» **EXERCISE DETAILS**: Write the line that contains "Could you kindly tag the minaret" and each one after it, word for word, ending with the final line of the data.

(GIVEN RECORDS Opens)

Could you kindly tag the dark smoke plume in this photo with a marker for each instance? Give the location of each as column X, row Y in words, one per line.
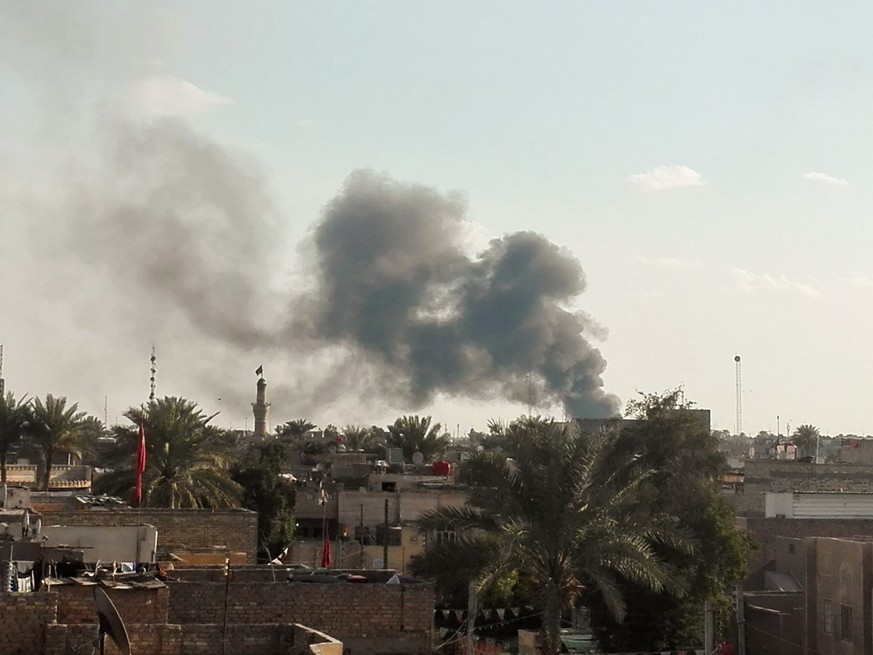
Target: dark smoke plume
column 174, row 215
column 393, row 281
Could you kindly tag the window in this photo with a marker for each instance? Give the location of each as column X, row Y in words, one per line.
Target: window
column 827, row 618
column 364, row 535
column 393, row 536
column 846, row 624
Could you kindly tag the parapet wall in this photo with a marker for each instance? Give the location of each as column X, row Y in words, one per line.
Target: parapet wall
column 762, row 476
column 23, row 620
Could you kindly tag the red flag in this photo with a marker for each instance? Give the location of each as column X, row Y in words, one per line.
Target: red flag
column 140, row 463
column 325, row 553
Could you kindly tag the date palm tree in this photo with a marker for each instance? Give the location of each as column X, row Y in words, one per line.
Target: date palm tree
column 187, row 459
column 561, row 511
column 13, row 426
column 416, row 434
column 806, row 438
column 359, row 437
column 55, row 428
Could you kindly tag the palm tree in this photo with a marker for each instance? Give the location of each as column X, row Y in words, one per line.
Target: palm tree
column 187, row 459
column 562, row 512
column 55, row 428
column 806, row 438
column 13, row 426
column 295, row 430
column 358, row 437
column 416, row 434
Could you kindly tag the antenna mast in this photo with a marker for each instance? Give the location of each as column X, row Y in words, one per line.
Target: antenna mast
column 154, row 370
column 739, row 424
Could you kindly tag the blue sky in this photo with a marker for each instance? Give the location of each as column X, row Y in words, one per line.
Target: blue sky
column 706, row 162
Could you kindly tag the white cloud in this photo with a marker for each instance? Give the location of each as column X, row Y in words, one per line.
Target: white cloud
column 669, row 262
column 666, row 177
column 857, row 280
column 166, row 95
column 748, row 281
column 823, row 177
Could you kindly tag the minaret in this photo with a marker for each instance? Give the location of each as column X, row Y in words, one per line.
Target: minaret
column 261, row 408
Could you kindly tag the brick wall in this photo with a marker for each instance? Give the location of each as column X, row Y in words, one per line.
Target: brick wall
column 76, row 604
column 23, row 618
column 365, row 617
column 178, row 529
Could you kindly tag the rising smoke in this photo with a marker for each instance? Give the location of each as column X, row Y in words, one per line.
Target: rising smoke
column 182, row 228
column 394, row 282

(GIVEN RECORDS Closes)

» **TASK SOLUTION**:
Could you kindly tag the minaret in this photo with a marker for each instance? Give the location of each as column X, row Y in words, one per line.
Target: minaret
column 261, row 408
Could you kindly tag the brick wall in this photo with a marker for each instance? Give the location of each as column X, row Y in words, one per line.
Target: brick wall
column 76, row 604
column 23, row 618
column 365, row 617
column 178, row 529
Could you kindly tag the rising smoke in this photo with a marker for each instance? Give the location of each as column X, row Y in words, one per line.
Target: rising smoke
column 182, row 228
column 394, row 282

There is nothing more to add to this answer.